→ **INSTRUCTIONS TO FOLLOW**: Word for word, output the data that follows.

→ **SUPPLIED DATA**:
☆ ☆ ☆

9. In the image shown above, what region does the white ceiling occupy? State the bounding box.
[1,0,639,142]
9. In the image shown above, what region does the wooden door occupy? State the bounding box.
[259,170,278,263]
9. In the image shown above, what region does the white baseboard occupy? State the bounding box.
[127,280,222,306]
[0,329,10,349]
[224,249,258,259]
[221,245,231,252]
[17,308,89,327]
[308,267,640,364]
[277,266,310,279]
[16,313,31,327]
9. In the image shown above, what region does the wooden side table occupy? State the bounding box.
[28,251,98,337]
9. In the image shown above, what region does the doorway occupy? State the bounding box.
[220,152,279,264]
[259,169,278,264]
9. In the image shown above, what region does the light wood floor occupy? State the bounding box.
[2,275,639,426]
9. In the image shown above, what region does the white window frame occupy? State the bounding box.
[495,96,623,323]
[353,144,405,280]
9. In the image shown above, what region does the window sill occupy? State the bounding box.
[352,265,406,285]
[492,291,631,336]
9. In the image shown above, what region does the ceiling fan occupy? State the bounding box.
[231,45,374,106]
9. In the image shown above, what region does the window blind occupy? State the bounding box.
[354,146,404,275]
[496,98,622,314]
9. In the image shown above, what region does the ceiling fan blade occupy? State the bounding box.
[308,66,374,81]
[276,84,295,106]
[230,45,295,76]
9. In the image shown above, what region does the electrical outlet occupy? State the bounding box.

☆ ☆ ☆

→ **EXERCISE ANSWER**:
9. In the image shown above, what region does the white ceiling occupy? State the bounding box.
[1,0,639,142]
9. In the image shown above, what region does the wooden door occupy? State the bounding box.
[259,170,278,263]
9. In the image shown above, what region does the white baseboard occupy? State the bounding box.
[127,280,222,306]
[0,329,10,349]
[224,249,258,259]
[221,245,231,252]
[17,308,89,327]
[308,267,640,364]
[277,266,310,279]
[16,313,31,327]
9. In the image shown above, what region does the wooden side table occupy? State the bounding box.
[28,251,98,337]
9. In the image shown above, what region does the doorway occupy? State the bounding box.
[220,152,279,264]
[259,169,278,264]
9. In the image shown above, what region does the light wood floor occupy? State the bounding box.
[2,275,639,426]
9. In the image shown above, what region does the white window frame occupy? State the bounding box.
[495,96,623,323]
[353,144,405,280]
9. In the image shown above, what region does the window sill occupy? State the bounding box.
[352,265,406,285]
[492,291,631,336]
9. In the image shown above, what region does the ceiling fan occupy? State the bounding box.
[231,45,374,106]
9. In the image shown above, what region does the window blind occupy? State the bounding box.
[354,146,404,275]
[496,98,622,314]
9. In the image shown above, what region does the ceiling fan blade occupy? State the bounding box.
[308,66,374,81]
[276,84,295,106]
[230,45,295,76]
9. In the image shown above, what region does the electrical outlet occupy? State the bounding box.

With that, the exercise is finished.